Task brief |
Filter the listing below, copying out each line that contains the word "railing".

** start Items **

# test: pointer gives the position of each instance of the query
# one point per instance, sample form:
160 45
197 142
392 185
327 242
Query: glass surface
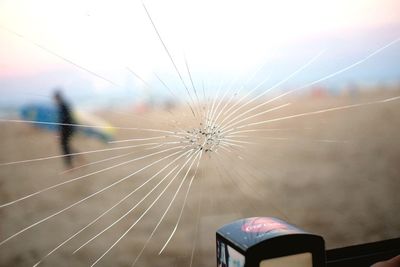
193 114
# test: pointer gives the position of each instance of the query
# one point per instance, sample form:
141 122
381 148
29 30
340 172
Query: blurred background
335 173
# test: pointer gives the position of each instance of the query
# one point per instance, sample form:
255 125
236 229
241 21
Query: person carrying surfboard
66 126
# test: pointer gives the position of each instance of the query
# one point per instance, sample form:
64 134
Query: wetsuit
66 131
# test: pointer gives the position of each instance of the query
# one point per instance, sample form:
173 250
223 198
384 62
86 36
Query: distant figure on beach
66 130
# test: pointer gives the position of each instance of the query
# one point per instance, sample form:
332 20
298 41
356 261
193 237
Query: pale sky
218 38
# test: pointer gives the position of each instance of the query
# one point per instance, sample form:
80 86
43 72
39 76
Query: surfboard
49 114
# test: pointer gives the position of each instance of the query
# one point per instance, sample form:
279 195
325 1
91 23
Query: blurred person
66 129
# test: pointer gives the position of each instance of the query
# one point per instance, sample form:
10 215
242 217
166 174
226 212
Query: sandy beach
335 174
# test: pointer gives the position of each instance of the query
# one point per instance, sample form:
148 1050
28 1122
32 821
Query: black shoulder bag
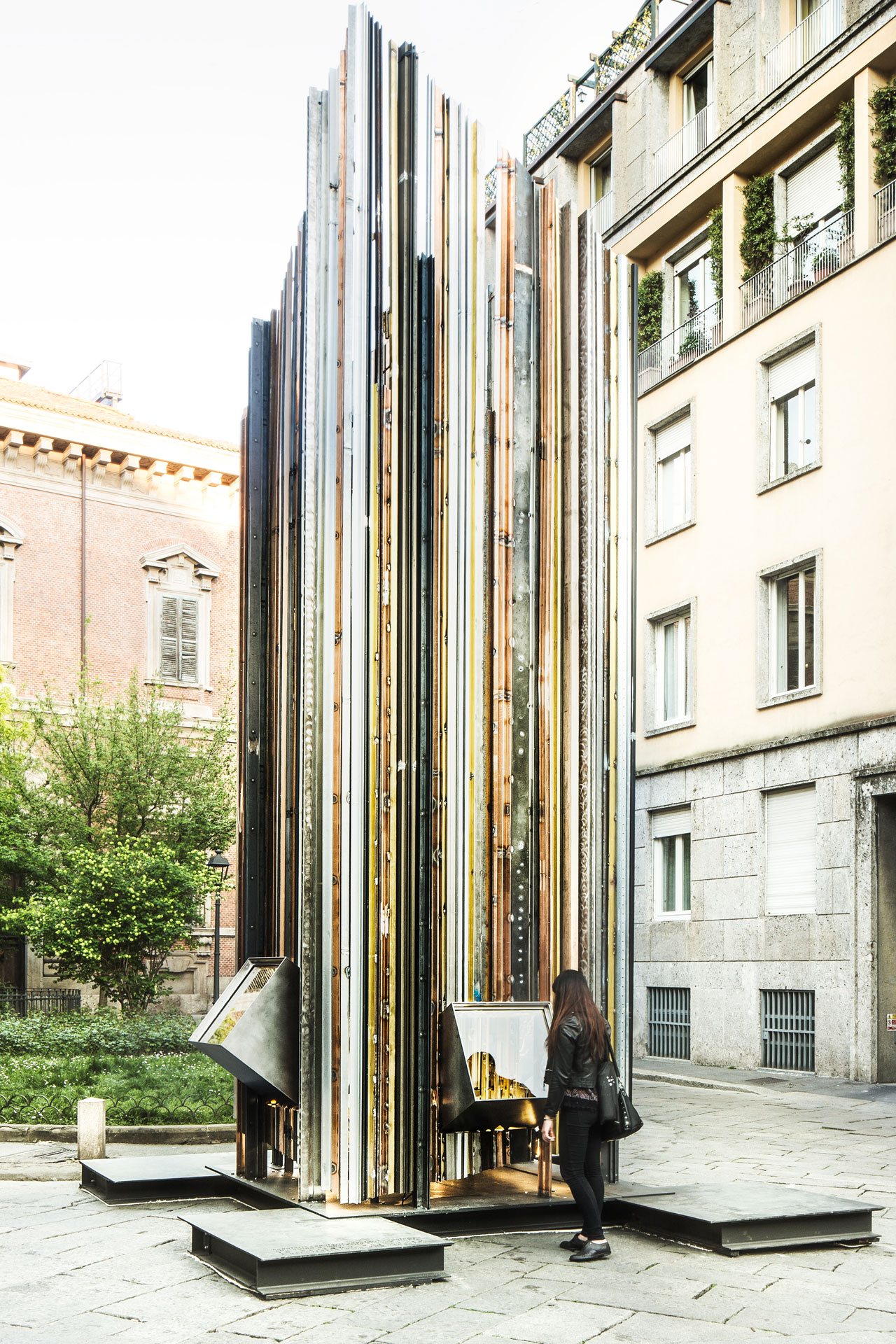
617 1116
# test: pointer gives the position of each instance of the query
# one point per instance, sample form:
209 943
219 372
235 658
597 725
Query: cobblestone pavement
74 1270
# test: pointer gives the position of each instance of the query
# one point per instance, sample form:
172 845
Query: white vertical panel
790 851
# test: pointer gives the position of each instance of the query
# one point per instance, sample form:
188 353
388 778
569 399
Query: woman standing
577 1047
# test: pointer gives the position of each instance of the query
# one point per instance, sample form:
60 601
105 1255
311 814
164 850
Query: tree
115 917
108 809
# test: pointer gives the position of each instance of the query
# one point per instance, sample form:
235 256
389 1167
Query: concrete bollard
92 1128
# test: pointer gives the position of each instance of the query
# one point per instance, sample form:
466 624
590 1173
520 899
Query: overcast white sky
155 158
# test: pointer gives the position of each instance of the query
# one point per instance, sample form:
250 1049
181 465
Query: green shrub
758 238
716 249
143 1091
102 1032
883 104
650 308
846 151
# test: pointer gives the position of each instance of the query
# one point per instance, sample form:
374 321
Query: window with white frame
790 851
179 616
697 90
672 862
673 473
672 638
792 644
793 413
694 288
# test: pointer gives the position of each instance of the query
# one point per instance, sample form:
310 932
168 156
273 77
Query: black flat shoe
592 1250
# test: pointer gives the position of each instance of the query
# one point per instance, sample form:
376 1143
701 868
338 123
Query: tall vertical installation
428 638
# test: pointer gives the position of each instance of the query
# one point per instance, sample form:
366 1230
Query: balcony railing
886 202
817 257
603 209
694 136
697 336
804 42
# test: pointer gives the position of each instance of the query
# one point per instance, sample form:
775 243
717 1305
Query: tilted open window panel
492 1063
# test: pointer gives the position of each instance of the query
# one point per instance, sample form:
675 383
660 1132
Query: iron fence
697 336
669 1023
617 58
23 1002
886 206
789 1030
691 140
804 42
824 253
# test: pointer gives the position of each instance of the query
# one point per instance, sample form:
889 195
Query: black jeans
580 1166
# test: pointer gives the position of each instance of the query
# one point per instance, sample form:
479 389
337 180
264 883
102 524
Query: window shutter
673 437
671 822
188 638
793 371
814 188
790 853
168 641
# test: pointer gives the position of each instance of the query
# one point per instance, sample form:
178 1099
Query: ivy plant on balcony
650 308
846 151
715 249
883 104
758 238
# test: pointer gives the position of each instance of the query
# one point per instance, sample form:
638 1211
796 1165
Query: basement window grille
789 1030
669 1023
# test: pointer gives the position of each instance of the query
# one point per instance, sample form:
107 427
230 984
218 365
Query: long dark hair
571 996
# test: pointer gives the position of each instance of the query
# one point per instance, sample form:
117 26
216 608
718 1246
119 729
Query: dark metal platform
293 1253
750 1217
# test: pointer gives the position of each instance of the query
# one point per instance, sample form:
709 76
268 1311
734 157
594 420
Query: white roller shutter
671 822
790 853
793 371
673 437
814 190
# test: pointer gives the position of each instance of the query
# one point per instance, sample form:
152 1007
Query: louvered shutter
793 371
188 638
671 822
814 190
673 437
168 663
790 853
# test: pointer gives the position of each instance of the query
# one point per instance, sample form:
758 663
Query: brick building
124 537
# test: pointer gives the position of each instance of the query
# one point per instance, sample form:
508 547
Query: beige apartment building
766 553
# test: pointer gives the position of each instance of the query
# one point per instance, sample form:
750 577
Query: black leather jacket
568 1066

** end Items **
** start Items **

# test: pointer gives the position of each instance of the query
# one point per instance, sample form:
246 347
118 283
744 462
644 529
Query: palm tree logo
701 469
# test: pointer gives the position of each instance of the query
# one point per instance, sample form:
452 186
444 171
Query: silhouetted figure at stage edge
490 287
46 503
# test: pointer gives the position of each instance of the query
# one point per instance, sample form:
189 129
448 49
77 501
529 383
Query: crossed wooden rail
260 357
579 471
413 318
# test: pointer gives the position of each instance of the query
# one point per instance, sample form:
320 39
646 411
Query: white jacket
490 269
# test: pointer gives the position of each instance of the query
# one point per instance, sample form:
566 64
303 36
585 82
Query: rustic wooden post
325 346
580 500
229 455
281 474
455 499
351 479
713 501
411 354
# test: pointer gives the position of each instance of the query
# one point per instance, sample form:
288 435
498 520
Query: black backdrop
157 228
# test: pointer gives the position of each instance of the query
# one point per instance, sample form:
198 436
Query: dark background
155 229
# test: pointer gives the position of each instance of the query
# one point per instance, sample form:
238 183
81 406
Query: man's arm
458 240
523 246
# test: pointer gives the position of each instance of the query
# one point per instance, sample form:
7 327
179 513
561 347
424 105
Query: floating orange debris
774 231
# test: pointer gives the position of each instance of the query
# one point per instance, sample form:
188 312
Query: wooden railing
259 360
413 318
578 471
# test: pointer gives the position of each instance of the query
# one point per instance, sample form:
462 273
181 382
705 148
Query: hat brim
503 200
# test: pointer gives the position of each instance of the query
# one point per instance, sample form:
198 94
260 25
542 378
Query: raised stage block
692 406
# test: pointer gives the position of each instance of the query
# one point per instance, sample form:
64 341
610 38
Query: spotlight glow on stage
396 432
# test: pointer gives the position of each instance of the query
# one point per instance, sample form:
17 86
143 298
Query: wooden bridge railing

** end Items **

Answer to the exercise |
Query: balcony railing
Query: wooden railing
Query: wooden bridge railing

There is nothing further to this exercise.